Start Provided records

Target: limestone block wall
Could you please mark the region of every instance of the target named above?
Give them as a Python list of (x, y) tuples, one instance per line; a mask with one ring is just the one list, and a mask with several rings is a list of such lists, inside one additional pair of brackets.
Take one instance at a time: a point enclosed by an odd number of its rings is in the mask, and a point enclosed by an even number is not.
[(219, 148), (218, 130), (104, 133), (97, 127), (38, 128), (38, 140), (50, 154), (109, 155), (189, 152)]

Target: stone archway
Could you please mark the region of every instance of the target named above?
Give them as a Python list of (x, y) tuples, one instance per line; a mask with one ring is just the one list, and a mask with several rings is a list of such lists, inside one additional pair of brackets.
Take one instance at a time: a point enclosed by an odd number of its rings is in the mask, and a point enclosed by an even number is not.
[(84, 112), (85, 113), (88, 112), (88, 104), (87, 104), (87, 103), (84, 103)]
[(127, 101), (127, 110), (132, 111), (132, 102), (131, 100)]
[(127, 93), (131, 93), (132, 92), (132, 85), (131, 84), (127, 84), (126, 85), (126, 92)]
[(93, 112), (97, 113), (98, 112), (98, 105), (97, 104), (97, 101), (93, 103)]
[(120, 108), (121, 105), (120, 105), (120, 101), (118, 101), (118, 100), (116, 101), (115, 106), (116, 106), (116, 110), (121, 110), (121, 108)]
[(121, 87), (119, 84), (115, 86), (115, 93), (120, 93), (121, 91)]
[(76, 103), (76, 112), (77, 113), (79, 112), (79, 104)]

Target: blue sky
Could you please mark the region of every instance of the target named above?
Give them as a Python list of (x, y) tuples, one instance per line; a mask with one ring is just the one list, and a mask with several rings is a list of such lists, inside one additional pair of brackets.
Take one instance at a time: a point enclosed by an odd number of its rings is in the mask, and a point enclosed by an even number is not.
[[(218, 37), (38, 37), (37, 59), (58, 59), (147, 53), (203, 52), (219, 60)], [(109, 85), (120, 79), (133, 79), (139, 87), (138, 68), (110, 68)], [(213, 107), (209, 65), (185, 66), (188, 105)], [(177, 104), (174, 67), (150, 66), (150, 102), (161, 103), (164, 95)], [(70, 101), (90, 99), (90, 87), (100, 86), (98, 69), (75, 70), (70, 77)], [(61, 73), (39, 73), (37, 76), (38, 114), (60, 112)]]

End Provided records

**Written problem:**
Reproduce all of the lines above, changing every occurrence of "instance" to "object" and leaving everything else untouched.

**Full output:**
Target: limestone block wall
Could you please mark the region of every object of the target named above?
Give them as a Python list of (x, y) tuples, one object per line; a mask with one ring is just the one list, and a mask with several rings is a list of such lists, inside one additional pair of brackets.
Take one object at a time: a point enclosed by an odd number of its rings is in the mask, and a point enclosed by an even number is not.
[(219, 148), (218, 130), (104, 133), (97, 127), (38, 128), (38, 140), (50, 154), (109, 155), (189, 152)]

Target: stone archway
Could you please mark the region of every object of the target named above?
Give them as a Python list of (x, y) tuples, one object per line; a mask with one ring is just the one list, and a mask with several rings is a list of such lists, inside one additional pair of brackets.
Take one object at a time: a point enclosed by an odd number of its rings is in the mask, and a point enclosed by an even number is not.
[(84, 112), (85, 113), (88, 112), (88, 104), (87, 104), (87, 103), (84, 103)]
[(127, 101), (127, 110), (132, 111), (132, 102), (131, 100)]
[(127, 93), (131, 93), (132, 92), (132, 85), (131, 84), (127, 84), (126, 85), (126, 92)]
[(93, 112), (97, 113), (98, 112), (98, 105), (97, 104), (97, 101), (93, 103)]
[(120, 108), (121, 105), (120, 105), (120, 101), (118, 101), (118, 100), (116, 101), (115, 106), (116, 106), (116, 110), (121, 110), (121, 108)]
[(121, 87), (119, 84), (115, 86), (115, 93), (120, 93), (121, 91)]
[(76, 103), (76, 112), (77, 113), (79, 112), (79, 104)]

Target: blue sky
Could you please mark the region of every object of the target named above?
Give them as a Python list of (x, y) tuples, one object per line; a mask with one ring is just the one list, and a mask with several rings is a list of such lists, inside one additional pair of brackets.
Take one object at a time: a point enclosed by an odd number of its rings is in the mask, and a point enclosed by an even number is not.
[[(218, 37), (38, 37), (37, 59), (58, 59), (147, 53), (203, 52), (219, 60)], [(109, 85), (120, 79), (133, 79), (139, 87), (138, 68), (110, 68)], [(213, 107), (209, 65), (185, 66), (188, 105)], [(177, 104), (174, 67), (150, 66), (150, 102), (161, 103), (164, 95)], [(70, 101), (90, 99), (90, 87), (100, 86), (98, 69), (75, 70), (70, 77)], [(61, 73), (39, 73), (37, 76), (38, 114), (60, 112)]]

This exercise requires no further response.